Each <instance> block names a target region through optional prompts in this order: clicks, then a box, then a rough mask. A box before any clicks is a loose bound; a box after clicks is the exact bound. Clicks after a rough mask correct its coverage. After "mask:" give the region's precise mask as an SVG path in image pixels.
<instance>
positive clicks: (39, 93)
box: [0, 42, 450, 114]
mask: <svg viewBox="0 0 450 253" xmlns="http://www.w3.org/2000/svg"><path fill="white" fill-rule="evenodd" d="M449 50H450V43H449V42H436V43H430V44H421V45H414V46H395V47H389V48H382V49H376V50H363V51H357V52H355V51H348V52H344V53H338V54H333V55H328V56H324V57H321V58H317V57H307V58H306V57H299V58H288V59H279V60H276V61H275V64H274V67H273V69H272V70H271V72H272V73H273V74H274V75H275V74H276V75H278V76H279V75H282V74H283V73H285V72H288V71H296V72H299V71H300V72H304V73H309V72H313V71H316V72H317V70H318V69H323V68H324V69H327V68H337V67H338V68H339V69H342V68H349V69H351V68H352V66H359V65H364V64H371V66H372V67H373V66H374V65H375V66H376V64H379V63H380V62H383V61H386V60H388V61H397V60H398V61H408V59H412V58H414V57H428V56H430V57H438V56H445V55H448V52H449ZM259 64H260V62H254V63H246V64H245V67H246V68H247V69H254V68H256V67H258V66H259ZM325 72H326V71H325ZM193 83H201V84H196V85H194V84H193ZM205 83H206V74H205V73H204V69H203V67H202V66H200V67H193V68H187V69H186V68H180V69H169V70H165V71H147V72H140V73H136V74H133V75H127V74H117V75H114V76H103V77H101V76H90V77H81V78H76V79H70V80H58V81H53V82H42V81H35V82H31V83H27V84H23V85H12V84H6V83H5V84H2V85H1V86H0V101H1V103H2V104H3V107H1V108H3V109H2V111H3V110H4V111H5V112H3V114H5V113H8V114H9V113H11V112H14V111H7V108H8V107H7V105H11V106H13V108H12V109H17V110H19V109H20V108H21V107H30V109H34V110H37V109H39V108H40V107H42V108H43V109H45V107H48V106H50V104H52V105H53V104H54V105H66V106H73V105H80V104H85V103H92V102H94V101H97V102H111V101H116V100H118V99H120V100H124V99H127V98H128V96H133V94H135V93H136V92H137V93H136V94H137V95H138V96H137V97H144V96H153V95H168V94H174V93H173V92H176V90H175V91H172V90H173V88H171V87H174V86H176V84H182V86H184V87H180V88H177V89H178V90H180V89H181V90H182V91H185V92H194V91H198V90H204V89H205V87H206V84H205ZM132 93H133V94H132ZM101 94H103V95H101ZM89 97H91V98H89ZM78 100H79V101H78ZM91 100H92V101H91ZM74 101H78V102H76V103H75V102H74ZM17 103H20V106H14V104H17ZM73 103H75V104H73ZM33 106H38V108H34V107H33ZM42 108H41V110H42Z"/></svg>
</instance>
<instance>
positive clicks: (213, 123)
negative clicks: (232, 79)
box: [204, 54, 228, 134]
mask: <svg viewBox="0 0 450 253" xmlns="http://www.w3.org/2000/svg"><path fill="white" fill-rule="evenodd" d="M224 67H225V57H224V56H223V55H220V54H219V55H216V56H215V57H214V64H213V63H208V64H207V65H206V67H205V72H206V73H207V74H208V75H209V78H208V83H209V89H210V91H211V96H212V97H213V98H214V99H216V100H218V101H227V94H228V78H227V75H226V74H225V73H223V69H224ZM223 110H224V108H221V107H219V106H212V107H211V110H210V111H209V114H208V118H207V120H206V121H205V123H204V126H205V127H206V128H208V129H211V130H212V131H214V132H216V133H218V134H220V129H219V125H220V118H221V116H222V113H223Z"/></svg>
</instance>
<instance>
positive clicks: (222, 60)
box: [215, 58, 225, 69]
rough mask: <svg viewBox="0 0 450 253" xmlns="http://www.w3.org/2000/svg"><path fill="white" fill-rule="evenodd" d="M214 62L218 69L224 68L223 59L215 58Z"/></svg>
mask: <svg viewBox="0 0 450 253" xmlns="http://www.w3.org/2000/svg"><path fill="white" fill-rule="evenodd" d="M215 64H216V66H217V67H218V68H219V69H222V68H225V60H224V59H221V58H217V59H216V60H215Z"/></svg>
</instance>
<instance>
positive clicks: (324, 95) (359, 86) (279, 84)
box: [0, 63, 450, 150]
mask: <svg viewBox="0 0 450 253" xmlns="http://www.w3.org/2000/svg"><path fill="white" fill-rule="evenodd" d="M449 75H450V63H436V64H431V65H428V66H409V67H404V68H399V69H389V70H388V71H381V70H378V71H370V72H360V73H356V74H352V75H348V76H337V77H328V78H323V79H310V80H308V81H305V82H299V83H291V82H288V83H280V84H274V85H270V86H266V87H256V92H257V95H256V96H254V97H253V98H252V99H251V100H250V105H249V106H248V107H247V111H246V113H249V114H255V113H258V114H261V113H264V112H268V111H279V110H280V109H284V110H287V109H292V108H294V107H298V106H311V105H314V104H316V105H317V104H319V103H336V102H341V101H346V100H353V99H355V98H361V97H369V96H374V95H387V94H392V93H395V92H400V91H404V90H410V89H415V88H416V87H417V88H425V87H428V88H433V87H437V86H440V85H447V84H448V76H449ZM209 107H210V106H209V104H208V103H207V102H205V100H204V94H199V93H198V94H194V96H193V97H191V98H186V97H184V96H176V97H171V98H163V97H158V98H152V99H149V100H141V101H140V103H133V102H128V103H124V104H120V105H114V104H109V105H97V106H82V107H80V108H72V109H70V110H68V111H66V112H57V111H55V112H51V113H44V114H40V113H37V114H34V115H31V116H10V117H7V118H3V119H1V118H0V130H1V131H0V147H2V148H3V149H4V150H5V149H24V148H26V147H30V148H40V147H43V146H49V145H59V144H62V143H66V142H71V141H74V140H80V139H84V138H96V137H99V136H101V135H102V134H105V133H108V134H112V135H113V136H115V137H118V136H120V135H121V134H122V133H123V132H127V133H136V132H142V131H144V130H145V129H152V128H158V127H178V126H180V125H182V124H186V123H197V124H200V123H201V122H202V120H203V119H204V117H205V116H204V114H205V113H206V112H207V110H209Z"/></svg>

------------------------------------------------------------

**EXERCISE DIRECTIONS:** Copy every one of the records above word for word, with nothing changed.

**RESULT OF THIS TASK:**
Each <instance> block names a target region through optional prompts in this order: clicks, then a box, then a rough mask. A box before any clicks is a loose bound; a box after clicks is the exact bound. Clicks after a rough mask correct its coverage. After "mask:" give the region's precise mask as an SVG path in image pixels.
<instance>
positive clicks: (39, 93)
box: [0, 42, 450, 114]
mask: <svg viewBox="0 0 450 253" xmlns="http://www.w3.org/2000/svg"><path fill="white" fill-rule="evenodd" d="M449 50H450V43H449V42H436V43H430V44H421V45H414V46H395V47H389V48H382V49H376V50H363V51H357V52H355V51H348V52H344V53H338V54H333V55H328V56H324V57H321V58H317V57H307V58H306V57H299V58H288V59H279V60H276V61H275V64H274V67H273V69H272V70H271V72H272V73H273V74H274V75H275V74H276V75H278V76H279V75H282V74H283V73H285V72H288V71H296V72H299V71H300V72H304V73H309V72H313V71H316V72H317V70H318V69H323V68H324V69H327V68H337V67H338V68H339V69H342V68H349V69H351V68H352V66H359V65H364V64H371V66H372V67H373V66H374V65H375V66H376V64H379V63H380V62H383V61H386V60H388V61H397V60H398V61H408V59H412V58H414V57H428V56H430V57H438V56H445V55H448V52H449ZM259 64H260V62H254V63H246V64H245V67H246V68H247V69H254V68H256V67H258V66H259ZM325 72H326V71H325ZM193 83H201V84H196V85H194V84H193ZM205 83H206V74H205V73H204V69H203V67H202V66H200V67H193V68H187V69H186V68H180V69H169V70H165V71H147V72H140V73H136V74H133V75H127V74H117V75H114V76H103V77H101V76H90V77H81V78H76V79H70V80H58V81H53V82H42V81H35V82H31V83H27V84H23V85H12V84H6V83H5V84H2V85H1V86H0V101H1V103H2V104H3V107H1V108H3V109H2V111H3V110H4V111H5V112H3V114H5V113H8V114H9V113H11V112H14V111H7V108H8V107H7V105H11V106H13V108H12V109H17V110H19V109H20V108H21V107H30V109H34V110H37V109H39V108H40V107H42V108H43V109H45V107H48V106H50V104H52V105H53V104H54V105H66V106H73V105H80V104H85V103H92V102H94V101H97V102H111V101H116V100H118V99H120V100H124V99H127V98H128V96H133V94H135V93H136V92H137V93H136V94H137V95H138V96H137V97H144V96H153V95H168V94H174V93H173V92H176V90H175V91H172V90H173V88H171V87H174V86H176V84H182V86H184V87H180V88H177V89H178V90H180V89H181V90H182V91H185V92H194V91H198V90H204V89H205V87H206V84H205ZM132 93H133V94H132ZM101 94H103V95H101ZM89 97H91V98H89ZM78 100H79V101H78ZM91 100H92V101H91ZM74 101H78V102H76V103H75V102H74ZM17 103H20V106H14V104H17ZM73 103H75V104H73ZM33 106H38V108H34V107H33ZM42 108H41V110H42Z"/></svg>
</instance>
<instance>
positive clicks: (213, 123)
negative clicks: (232, 79)
box: [204, 54, 228, 134]
mask: <svg viewBox="0 0 450 253" xmlns="http://www.w3.org/2000/svg"><path fill="white" fill-rule="evenodd" d="M224 67H225V57H224V56H223V55H220V54H219V55H216V56H215V57H214V64H213V63H208V64H207V65H206V67H205V72H206V73H207V74H208V75H209V78H208V83H209V89H210V91H211V96H212V97H213V98H214V99H216V100H218V101H227V94H228V78H227V75H226V74H225V73H223V69H224ZM223 110H224V108H221V107H219V106H212V107H211V110H210V111H209V114H208V118H207V120H206V121H205V123H204V126H205V127H206V128H208V129H211V130H212V131H214V132H216V133H218V134H220V129H219V125H220V118H221V116H222V113H223Z"/></svg>
</instance>
<instance>
positive clicks: (222, 60)
box: [215, 58, 225, 69]
rough mask: <svg viewBox="0 0 450 253" xmlns="http://www.w3.org/2000/svg"><path fill="white" fill-rule="evenodd" d="M214 62L218 69L224 68L223 59L215 58Z"/></svg>
mask: <svg viewBox="0 0 450 253" xmlns="http://www.w3.org/2000/svg"><path fill="white" fill-rule="evenodd" d="M215 64H216V66H217V67H218V68H219V69H222V68H225V60H224V59H221V58H217V59H216V60H215Z"/></svg>
</instance>
<instance>
positive clicks: (324, 95) (359, 86) (279, 84)
box: [0, 63, 450, 150]
mask: <svg viewBox="0 0 450 253" xmlns="http://www.w3.org/2000/svg"><path fill="white" fill-rule="evenodd" d="M449 75H450V63H436V64H431V65H428V66H409V67H404V68H399V69H389V70H388V71H381V70H378V71H370V72H360V73H356V74H352V75H348V76H337V77H328V78H323V79H310V80H308V81H305V82H299V83H291V82H288V83H280V84H274V85H270V86H266V87H256V92H257V95H256V96H254V97H253V98H252V99H251V100H250V105H249V106H248V107H247V111H246V113H249V114H255V113H258V114H261V113H264V112H268V111H279V110H280V109H284V110H287V109H292V108H294V107H298V106H311V105H314V104H316V105H317V104H319V103H336V102H341V101H346V100H353V99H355V98H361V97H369V96H374V95H387V94H392V93H395V92H400V91H404V90H410V89H415V88H416V87H417V88H425V87H428V88H433V87H437V86H440V85H447V84H448V76H449ZM209 107H210V106H209V104H208V103H207V102H205V100H204V94H199V93H198V94H194V96H193V97H191V98H186V97H184V96H176V97H171V98H163V97H158V98H152V99H149V100H141V101H140V103H133V102H128V103H124V104H120V105H114V104H109V105H97V106H82V107H80V108H72V109H70V110H68V111H66V112H57V111H55V112H51V113H44V114H40V113H37V114H34V115H31V116H10V117H7V118H3V119H1V118H0V130H1V131H0V147H2V148H3V149H4V150H5V149H24V148H26V147H30V148H40V147H43V146H49V145H59V144H62V143H66V142H71V141H74V140H80V139H84V138H96V137H99V136H101V135H102V134H105V133H108V134H112V135H113V136H115V137H118V136H120V135H121V134H122V133H123V132H127V133H136V132H142V131H144V130H145V129H152V128H158V127H178V126H180V125H182V124H186V123H197V124H200V123H201V122H202V120H203V119H204V117H205V116H204V114H205V113H206V112H207V110H209Z"/></svg>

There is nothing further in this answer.